What to produce ::
From the customer churn project page, reproduce word for word the part that opens with the words containing "CreditScore: Customer's credit" and closes with "card (1=Yes, 0=No)".

Page extract ::
☆ ☆ ☆
Customer Churn Prediction Model

A machine learning project for predicting customer churn in banking using multiple classification algorithms with exploratory data analysis and model comparison.

Project Overview

This project implements and compares five classification algorithms to predict whether a bank customer will churn. The analysis includes exploratory data analysis, data preprocessing, model training, and evaluation metrics.

Dataset: 10,000 bank customers with 14 features Target: Customer churn (Exited: 1 = churned, 0 = retained)

Dataset Features

CreditScore: Customer's credit score
Geography: Country (France, Germany, Spain)
Gender: Customer gender
Age: Customer's age
Tenure: Years as customer
Balance: Account balance
NumOfProducts: Number of products owned
HasCrCard: Has credit card (1=Yes, 0=No)
IsActiveMember: Is active member (1=Yes, 0=No)
☆ ☆ ☆
Data rows ::
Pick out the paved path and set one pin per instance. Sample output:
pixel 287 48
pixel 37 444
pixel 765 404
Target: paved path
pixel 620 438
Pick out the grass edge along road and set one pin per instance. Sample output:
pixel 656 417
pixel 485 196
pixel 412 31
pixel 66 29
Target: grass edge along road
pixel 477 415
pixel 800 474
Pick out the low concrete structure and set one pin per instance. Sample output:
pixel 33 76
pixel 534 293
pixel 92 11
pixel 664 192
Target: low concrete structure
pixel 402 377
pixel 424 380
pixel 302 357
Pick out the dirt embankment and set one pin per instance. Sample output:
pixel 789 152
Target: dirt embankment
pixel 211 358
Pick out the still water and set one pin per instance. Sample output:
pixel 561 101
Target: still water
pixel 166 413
☆ ☆ ☆
Full solution ::
CreditScore: Customer's credit score
Geography: Country (France, Germany, Spain)
Gender: Customer gender
Age: Customer's age
Tenure: Years as customer
Balance: Account balance
NumOfProducts: Number of products owned
HasCrCard: Has credit card (1=Yes, 0=No)